OBJECTIF 1: Dans l'extrait sur la Thaïlande, que représente la canne verte du moine au bonnet de laine ?
OBJECTIF 2: Sélectionnez chaque ligne des entrées ci-dessous qui contient le mot "below". La casse compte.

EXTRAIT DU TEXTE:
▼▼▼

En gare de Loei, ce moine coiffé d’un bonnet de laine triangulaire. Il entre dans le parc réservé, un carré au centre de la salle d’attente que j’ai pris pour un espace réservé aux bambins. L’arrivée d’autres moines, débarqués des bus, le confirme: l’endroit est un lieu d’attente spécial. Au-dessus de ce parc, une téléviseur diffuse en boucle des matchs de boxe muay thaï. Mais le plus étonnant est la canne du monsieur à bonnet. Verte, elle figure un serpent dressé. Sur le retour, le moine à peint une gueule ouverte crachant le feu. La chevelure hérissée est figurée à l’aide d’une série de clous qui, paradoxalement, rendent la canne inutile.
Mois : janvier 2016
Histoire
A Sukhothai se trouvent les seules ruines que possède la Thäilande, les vestiges d’une cité du XIIIème siècle liée à la seconde fondation du bouddhisme, en réalité une série d’allées, des temples, de plateformes et de bassins aux formes syncrétiques circonscrits dans un jardin. Les monuments sont essentiellement de briques rouge et il faut, entre ces parties reconstruites, chercher à la loupe les morceaux authentiques. Gala qui s’enthousiasmait, n’en demande pas plus. J’avais gardé un meilleur souvenir de ma première visite (je songe à Teotihuacán ou à Angkor). Heureusement, une compétition se déroule au milieu de l’ensemble monumental. Du cross-country. Lorsque nous arrivons sur nos vélos gris platine, propriétés de la police, les concurrents reprennent leur souffle, démontent les roues, charge les montures sur les jeeps. Et quelles montures! Les meilleurs marques mondiales, du titane, du carbone, des fourches et de l’hydraulique. Je déambule, épaté. Par la même occasion, je fais l’achat de manches de protection en lycra, ce qui n’est pas un luxe, en été, sur les cols. Et cependant, je fais parent pauvre. Les thaï ont tout: cuissard, gants gélifiés, haut versicolore, lunettes aérodynamiques… A une vendeuse qui me vante l’impression sur commande des ensembles, je demande quelle était la distance à parcourir:
- 10 kilomètres.
Vérité banales
Doit-on admettre que, dans le cours de l’histoire de la pensée, certaines banalités deviennent des vérités éminentes parce que la majorité des hommes, s’apercevant de leur banalité, ont renoncé à les exprimer, mais qu’il suffit que l’un d’entre eux, moins regardant, les exprime, pour que tous, en raison même de ce refus et partant de l’audace de celui qui passe outre, en admettent soudain la valeur?
Grâce
La beauté de la Thaïlande vient des gens, de leur comportement, de sa bonté. Bien sûr les îles! Ajoutons‑y quelques forêts, une cascade, un temple. C’est peu. Huitante millions de Thaïs qui se meuvent avec grâce, sans heurts, voilà la richesse de ce pays. A l’opposé de la Suisse, et désormais de la France: ensemble géographiques exceptionnels où l’on ne rencontre que des visages fermés, de la prétention froide et, depuis peu, de l’agressivité. Les rares thaïlandais qui voyagent en Europe ne s’y trompent pas:
- C’est joli! Confient-ils.

▲▲▲

ENTRÉES À TRAITER:
▼▼▼

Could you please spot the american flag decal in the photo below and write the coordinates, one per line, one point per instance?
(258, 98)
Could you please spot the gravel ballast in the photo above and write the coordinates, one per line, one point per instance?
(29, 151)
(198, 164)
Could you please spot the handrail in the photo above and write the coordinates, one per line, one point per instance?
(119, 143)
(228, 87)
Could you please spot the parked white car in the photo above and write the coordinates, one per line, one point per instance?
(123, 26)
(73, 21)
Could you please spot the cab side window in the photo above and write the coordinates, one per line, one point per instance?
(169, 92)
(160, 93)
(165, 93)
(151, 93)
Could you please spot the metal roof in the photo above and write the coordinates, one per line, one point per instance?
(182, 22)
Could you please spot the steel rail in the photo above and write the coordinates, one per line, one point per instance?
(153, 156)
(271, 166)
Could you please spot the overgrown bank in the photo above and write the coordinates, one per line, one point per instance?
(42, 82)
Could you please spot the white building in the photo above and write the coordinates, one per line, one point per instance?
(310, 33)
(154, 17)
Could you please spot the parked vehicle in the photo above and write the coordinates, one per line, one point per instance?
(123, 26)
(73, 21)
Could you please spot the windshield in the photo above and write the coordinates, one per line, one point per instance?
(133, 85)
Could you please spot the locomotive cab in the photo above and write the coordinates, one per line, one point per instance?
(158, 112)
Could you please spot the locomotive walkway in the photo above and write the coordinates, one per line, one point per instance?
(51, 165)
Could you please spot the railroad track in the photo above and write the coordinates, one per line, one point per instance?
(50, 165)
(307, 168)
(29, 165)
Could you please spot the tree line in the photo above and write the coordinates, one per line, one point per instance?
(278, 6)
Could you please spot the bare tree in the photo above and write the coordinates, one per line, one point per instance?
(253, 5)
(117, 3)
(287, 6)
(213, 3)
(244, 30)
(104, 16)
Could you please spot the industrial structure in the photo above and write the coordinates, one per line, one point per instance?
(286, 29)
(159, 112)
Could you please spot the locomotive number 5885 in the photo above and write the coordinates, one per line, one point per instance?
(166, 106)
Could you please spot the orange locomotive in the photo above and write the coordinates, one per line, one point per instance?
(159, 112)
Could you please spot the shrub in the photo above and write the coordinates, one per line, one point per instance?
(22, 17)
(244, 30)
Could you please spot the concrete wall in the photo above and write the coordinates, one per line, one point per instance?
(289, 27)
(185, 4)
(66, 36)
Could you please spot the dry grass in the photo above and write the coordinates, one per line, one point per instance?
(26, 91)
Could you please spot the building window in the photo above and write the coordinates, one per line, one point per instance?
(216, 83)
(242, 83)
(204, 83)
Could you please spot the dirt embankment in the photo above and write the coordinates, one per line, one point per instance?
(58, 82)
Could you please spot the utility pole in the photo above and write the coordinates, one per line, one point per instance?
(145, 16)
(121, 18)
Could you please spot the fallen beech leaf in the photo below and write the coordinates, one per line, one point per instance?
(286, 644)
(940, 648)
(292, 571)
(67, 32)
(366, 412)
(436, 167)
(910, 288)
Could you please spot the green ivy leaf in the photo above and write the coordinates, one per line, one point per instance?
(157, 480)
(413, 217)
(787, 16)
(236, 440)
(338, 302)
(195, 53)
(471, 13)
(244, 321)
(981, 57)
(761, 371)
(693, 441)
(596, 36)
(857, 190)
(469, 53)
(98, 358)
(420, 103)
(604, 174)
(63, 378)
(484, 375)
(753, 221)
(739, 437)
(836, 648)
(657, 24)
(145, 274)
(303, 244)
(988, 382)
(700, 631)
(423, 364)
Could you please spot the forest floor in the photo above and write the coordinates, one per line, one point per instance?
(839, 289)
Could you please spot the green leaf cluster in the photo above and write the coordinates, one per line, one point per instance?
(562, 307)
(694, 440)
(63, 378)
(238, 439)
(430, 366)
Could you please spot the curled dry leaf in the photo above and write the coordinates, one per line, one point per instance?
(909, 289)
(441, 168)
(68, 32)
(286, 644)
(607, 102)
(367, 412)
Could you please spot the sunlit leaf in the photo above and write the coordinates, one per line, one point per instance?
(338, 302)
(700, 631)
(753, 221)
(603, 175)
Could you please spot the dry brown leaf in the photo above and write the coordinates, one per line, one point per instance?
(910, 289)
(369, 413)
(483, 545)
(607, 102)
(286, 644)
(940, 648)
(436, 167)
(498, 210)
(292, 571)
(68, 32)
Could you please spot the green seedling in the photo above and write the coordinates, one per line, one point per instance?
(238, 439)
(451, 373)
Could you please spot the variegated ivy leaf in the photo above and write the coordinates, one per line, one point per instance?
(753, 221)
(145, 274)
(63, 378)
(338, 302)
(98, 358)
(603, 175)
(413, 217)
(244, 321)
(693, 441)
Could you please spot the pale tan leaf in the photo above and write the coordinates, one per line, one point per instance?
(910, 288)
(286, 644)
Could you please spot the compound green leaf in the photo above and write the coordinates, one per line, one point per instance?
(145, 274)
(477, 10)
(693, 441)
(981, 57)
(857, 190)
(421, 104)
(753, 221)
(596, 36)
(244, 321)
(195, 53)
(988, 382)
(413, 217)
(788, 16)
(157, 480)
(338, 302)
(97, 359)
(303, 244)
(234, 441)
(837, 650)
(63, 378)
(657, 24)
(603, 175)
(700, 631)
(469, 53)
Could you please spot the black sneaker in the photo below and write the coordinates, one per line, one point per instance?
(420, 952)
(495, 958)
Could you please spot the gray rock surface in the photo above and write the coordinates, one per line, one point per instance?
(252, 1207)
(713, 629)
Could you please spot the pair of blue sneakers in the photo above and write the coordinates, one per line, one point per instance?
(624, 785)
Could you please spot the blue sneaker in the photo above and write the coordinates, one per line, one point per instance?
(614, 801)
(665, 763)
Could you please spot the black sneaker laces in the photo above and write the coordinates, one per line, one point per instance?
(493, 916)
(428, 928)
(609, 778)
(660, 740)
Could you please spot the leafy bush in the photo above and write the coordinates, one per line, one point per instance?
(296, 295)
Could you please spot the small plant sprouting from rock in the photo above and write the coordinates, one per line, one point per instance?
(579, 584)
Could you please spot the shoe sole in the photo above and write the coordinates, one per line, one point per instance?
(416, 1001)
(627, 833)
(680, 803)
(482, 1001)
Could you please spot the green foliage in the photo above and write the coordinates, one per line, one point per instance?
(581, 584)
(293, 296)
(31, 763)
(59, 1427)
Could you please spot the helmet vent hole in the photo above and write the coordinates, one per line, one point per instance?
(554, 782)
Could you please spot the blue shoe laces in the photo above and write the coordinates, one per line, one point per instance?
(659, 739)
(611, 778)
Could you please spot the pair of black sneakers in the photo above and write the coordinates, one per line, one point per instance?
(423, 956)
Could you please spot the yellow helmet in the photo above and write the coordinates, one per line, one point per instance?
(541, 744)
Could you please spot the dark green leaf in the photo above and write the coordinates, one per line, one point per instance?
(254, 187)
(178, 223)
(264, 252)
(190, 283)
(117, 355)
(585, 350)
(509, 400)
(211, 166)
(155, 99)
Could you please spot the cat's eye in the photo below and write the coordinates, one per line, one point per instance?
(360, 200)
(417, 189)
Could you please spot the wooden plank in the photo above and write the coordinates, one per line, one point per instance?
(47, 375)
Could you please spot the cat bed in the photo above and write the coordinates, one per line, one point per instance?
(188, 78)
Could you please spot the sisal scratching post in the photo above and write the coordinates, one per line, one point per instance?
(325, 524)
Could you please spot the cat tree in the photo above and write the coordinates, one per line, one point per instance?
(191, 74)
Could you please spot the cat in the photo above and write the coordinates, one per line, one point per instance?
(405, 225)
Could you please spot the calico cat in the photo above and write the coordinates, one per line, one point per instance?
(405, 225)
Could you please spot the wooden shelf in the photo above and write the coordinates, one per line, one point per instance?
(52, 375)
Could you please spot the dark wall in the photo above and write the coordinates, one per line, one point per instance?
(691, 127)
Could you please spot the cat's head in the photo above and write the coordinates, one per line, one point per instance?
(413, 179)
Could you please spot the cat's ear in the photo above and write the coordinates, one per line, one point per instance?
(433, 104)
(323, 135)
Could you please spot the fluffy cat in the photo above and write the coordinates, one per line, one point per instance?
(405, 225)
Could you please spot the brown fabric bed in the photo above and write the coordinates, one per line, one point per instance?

▲▲▲

BONNE RÉPONSE 1: Un serpent dressé.

BONNE RÉPONSE 2:
Could you please spot the american flag decal in the photo below and write the coordinates, one per line, one point per instance?
Could you please spot the fallen beech leaf in the photo below and write the coordinates, one per line, one point per instance?
Could you please spot the black sneaker in the photo below and write the coordinates, one per line, one point per instance?
Could you please spot the cat's eye in the photo below and write the coordinates, one per line, one point per instance?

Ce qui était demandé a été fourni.